▸ Source:
# # #

It's been a while since I've shared about what's going on in the world of Emily, and so I invite you to my personal life [00:01:00] of what all is happening.
By the time this podcast airs, Lord willing, I will be in Hawaii with Robert on a week of work, trip slash vacation, and it's one of those moments in my life where I have to sit back and say, wow, God really did it. He really brought a life to me that was better than I ever could have imagined. I had the belief and the faith.
I took the action steps forward. I did the work of putting myself out there of embracing the vulnerability and the awkwardness, and committing to being coached myself and refining who I am and building up my own ability to help other people. So I've done a lot of work and [00:02:00] also God just continues to bless me with things that are better than I could have imagined.
Two years ago, I didn't even know Robert, and now here we are, two years later, we Honeymooned and Turks and Caicos. Our first wedding anniversary was literally in a castle on the beach in the Dominican Republic. We're going back to Hawaii in June.
At the end of June, we're gonna go back to Miami and this is gonna be such a full circle moment. I need you to hear this May of 2023. When I was graduating from the Faith-Based Coaching Academy. We did a very special planning session. Where we created these vision planters and instead of having a vision board, we put our vision and our hopes and dreams on a planter and we actually put some of our dreams inside the planter with our plants to plant them as [00:03:00] seeds.
And I'm happy to say that two years later, every one of those has come to fruition or is well underway and coming to fruition. And one of those things was a little bit of romance. Little bit of love into my life, and I remember at the time my coach, Dr. Betsy and some of the other ladies that I was graduating with were just all giddy and excited and had these whole amazing experiences about me finding peace with.
Knowing that here on earth, Nathan didn't want me to date, he never would've wanted me to get remarried. Not being able to believe when people were saying like, oh, Nathan would want you to be happy. And I would say no. Trust me, I. It's not that he wouldn't want me to be happy, he would not want me to get remarried, like wrestling with all of that mind drama, to coming to a place of peace and hope [00:04:00] during that graduation two years ago to just a couple months later, meeting Robert talking to him for the first time, meeting him for the first time, and getting to go back two years later to this next group's graduation where.

# # #

▸ Entries:
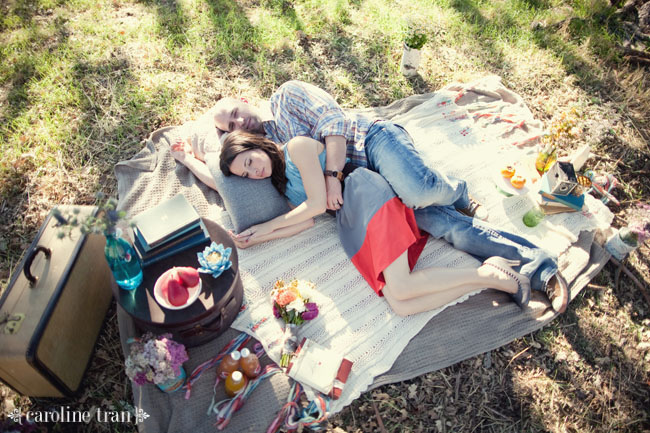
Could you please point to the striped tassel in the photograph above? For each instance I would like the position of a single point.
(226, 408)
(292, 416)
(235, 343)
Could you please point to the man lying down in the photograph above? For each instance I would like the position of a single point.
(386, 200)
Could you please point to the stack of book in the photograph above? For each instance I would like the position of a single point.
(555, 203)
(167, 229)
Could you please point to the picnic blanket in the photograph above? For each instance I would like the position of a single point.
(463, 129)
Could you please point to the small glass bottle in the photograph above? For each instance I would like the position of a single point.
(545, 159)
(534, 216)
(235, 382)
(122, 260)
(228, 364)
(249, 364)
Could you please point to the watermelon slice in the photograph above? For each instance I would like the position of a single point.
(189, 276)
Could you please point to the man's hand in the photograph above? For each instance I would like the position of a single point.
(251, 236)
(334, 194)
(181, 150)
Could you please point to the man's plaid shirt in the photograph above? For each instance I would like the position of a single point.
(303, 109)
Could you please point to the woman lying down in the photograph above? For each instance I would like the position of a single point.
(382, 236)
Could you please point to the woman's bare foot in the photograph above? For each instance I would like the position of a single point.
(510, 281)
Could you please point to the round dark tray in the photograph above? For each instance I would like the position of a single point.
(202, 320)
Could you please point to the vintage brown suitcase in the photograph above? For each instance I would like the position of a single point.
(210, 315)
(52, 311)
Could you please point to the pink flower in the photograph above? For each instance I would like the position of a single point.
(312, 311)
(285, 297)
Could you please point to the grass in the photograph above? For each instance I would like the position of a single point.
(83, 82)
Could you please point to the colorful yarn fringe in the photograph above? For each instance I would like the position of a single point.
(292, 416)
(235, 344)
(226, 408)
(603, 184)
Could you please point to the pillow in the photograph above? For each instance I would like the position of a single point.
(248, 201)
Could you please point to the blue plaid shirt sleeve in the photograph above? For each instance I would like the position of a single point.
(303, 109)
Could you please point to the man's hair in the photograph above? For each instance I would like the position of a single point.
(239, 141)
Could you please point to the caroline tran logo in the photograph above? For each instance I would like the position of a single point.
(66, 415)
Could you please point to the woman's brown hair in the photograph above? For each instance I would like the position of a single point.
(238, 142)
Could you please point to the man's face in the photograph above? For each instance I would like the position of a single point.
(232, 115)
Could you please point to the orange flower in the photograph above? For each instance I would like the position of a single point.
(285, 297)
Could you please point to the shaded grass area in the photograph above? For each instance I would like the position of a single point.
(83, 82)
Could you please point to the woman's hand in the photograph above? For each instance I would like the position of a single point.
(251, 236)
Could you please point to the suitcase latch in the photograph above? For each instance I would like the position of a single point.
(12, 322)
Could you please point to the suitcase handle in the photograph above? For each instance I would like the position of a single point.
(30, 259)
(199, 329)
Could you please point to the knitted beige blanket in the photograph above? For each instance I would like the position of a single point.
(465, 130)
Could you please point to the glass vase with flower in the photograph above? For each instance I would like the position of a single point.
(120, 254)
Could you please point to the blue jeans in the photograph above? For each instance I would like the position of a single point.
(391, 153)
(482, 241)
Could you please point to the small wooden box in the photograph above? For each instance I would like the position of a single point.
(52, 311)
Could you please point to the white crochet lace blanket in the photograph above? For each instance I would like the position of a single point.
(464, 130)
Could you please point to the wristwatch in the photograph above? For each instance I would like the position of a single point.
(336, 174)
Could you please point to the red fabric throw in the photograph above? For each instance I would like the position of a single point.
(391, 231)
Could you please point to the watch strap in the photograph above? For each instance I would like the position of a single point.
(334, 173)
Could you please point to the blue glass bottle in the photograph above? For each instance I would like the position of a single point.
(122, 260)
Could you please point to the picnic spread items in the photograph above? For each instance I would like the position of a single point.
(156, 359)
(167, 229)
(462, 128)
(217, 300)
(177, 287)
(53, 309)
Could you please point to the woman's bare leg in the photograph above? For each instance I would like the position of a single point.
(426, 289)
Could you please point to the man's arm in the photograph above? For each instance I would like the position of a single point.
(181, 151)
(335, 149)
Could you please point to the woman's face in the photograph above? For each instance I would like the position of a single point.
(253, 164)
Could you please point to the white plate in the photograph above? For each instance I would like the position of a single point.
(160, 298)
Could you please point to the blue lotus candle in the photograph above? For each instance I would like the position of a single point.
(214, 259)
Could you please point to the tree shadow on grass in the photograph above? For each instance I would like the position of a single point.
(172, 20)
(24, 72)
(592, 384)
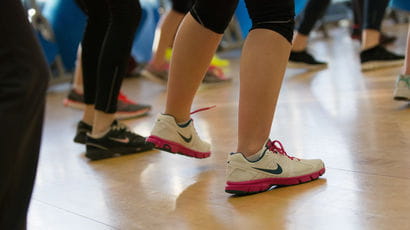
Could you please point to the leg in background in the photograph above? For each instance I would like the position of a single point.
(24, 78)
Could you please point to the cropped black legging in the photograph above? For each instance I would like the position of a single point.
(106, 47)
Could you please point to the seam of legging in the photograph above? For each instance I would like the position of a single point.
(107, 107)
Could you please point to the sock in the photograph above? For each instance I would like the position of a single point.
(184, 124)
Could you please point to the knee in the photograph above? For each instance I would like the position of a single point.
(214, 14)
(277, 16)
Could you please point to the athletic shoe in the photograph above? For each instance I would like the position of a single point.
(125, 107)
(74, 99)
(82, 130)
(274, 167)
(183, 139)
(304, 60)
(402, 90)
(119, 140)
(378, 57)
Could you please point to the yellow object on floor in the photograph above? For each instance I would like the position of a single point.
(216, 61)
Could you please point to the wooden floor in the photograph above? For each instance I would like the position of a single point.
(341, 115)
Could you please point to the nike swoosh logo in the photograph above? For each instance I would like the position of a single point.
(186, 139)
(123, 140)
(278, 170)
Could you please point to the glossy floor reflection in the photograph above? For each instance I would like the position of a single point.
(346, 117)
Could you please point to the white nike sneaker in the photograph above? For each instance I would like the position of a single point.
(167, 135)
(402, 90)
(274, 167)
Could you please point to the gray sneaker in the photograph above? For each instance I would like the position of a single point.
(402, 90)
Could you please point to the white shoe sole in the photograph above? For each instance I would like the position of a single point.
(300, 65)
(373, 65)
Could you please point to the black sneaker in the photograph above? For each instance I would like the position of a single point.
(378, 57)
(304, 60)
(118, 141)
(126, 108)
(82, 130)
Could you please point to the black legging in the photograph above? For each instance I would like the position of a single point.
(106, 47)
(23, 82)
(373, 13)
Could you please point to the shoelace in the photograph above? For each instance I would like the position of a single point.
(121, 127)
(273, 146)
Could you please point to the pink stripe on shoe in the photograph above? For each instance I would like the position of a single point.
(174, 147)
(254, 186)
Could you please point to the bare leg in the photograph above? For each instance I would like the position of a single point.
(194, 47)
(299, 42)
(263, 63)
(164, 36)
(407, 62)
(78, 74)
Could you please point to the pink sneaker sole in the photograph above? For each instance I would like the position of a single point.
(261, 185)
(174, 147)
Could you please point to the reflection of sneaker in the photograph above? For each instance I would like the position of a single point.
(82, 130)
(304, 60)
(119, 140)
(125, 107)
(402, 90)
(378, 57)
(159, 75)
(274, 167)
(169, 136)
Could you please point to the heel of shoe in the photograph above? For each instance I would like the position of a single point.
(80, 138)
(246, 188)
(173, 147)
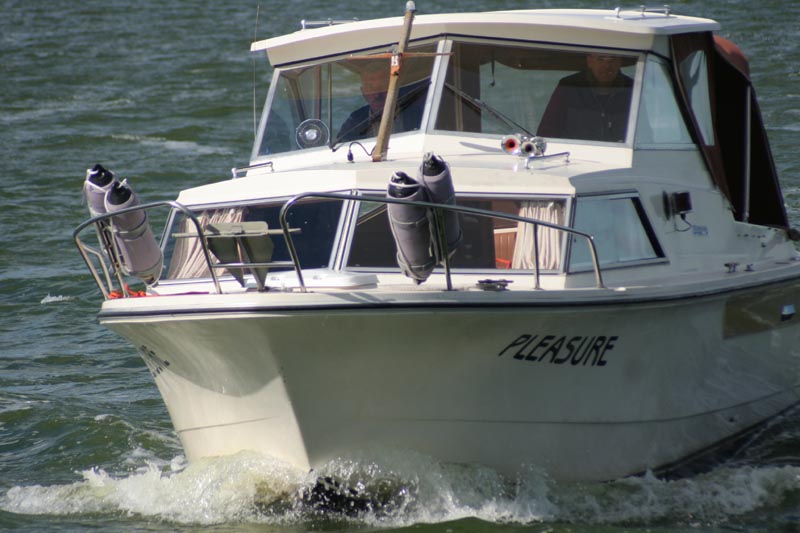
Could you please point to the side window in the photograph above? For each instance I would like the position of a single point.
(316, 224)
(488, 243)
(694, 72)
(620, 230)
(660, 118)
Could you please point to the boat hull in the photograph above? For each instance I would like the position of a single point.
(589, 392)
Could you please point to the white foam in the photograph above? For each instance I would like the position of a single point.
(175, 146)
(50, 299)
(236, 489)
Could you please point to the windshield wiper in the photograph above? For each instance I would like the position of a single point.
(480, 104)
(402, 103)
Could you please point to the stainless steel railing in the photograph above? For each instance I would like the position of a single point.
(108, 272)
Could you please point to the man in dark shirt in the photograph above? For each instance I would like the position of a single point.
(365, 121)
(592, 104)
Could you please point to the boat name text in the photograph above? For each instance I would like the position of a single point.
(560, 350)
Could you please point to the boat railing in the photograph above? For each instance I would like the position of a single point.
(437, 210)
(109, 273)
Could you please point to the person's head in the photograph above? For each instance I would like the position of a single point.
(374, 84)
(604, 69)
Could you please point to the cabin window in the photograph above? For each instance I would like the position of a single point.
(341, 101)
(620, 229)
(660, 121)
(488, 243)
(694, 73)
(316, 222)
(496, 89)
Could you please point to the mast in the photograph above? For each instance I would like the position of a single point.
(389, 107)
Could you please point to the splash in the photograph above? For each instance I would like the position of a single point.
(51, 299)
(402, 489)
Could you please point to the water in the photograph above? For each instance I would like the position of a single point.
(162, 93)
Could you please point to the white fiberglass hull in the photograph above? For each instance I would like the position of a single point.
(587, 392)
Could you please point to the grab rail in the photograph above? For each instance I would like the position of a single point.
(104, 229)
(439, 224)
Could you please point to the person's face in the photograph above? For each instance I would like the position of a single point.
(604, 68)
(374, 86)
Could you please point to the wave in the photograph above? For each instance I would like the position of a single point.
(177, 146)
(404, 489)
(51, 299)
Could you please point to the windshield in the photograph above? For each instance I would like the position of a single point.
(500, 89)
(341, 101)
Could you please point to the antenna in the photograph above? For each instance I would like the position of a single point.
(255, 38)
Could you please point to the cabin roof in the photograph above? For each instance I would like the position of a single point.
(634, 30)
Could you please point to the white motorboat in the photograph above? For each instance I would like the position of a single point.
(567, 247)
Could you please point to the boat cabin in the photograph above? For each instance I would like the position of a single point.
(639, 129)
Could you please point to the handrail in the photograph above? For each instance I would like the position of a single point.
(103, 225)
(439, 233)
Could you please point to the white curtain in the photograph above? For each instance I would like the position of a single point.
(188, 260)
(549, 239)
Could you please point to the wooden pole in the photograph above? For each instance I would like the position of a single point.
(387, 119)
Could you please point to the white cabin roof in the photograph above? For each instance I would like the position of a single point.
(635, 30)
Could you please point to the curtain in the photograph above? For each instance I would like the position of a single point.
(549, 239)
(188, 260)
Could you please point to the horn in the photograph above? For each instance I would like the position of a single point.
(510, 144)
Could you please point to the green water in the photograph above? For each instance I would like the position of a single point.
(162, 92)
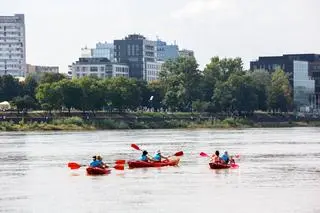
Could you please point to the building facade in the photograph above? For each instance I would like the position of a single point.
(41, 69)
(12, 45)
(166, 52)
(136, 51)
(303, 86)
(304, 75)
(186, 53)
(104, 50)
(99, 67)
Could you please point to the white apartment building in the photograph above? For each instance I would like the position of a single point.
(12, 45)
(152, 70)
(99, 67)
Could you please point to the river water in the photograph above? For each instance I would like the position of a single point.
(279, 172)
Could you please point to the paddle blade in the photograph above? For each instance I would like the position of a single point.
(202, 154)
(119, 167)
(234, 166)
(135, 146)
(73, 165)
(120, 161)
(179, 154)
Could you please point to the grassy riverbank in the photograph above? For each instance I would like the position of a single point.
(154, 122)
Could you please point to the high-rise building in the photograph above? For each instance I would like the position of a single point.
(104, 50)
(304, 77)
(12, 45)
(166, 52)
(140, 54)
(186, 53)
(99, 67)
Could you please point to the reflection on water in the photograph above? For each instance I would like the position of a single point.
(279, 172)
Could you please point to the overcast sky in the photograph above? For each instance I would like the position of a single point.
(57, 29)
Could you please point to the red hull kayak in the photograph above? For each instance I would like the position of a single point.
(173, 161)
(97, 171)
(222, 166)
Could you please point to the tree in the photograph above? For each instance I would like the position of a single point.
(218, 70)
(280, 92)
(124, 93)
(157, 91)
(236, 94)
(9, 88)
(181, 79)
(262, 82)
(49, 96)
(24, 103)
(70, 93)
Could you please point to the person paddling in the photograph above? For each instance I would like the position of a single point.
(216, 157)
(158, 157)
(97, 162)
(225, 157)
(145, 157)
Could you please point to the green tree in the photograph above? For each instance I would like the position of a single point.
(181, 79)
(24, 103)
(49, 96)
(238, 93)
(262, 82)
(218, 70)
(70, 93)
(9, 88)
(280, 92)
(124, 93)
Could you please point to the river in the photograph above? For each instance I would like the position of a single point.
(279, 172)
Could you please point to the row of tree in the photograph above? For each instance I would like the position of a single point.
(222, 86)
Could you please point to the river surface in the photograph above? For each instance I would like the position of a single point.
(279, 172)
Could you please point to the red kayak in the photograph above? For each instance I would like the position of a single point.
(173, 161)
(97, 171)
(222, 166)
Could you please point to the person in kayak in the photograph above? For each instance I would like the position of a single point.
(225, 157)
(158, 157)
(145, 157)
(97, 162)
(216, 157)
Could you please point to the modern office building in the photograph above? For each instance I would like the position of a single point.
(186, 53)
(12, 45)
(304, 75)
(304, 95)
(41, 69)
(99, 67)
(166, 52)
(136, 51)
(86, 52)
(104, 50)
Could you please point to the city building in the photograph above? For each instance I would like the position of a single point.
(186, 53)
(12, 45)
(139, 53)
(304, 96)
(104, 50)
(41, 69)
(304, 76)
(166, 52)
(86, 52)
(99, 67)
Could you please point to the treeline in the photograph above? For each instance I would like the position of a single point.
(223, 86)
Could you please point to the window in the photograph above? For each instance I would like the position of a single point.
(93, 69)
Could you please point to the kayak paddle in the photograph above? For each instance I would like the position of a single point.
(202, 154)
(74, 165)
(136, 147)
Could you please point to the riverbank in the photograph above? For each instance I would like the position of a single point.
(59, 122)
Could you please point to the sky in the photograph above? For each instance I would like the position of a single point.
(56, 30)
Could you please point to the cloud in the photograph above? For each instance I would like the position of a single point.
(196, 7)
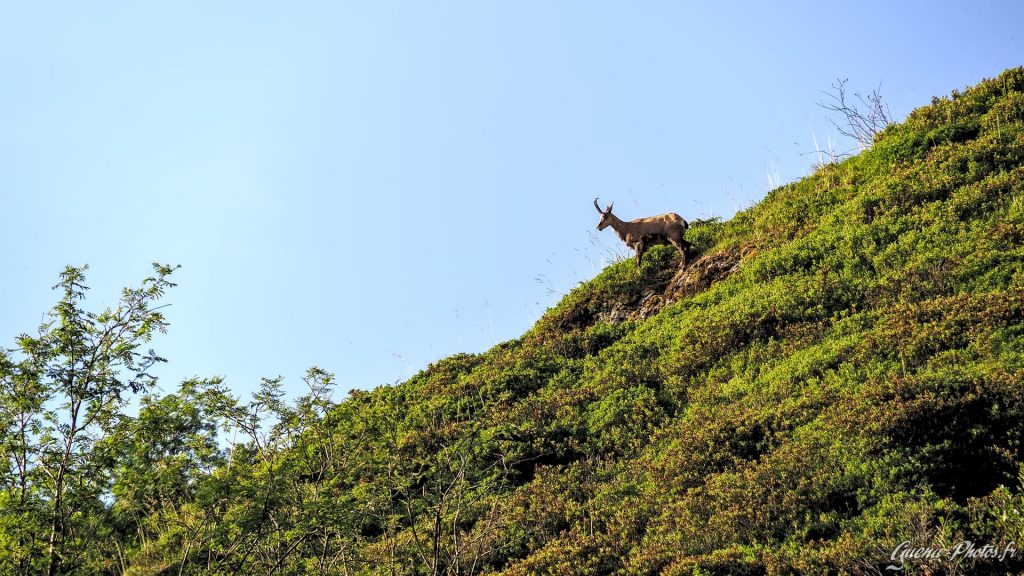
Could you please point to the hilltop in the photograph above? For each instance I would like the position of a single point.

# # #

▸ Problem statement:
Rewrite the podcast excerpt from "By the time" up to and including "I could have imagined.", replacing "vulnerability" with "discomfort".

▸ Result of the exercise:
By the time this podcast airs, Lord willing, I will be in Hawaii with Robert on a week of work, trip slash vacation, and it's one of those moments in my life where I have to sit back and say, wow, God really did it. He really brought a life to me that was better than I ever could have imagined. I had the belief and the faith.
I took the action steps forward. I did the work of putting myself out there of embracing the discomfort and the awkwardness, and committing to being coached myself and refining who I am and building up my own ability to help other people. So I've done a lot of work and [00:02:00] also God just continues to bless me with things that are better than I could have imagined.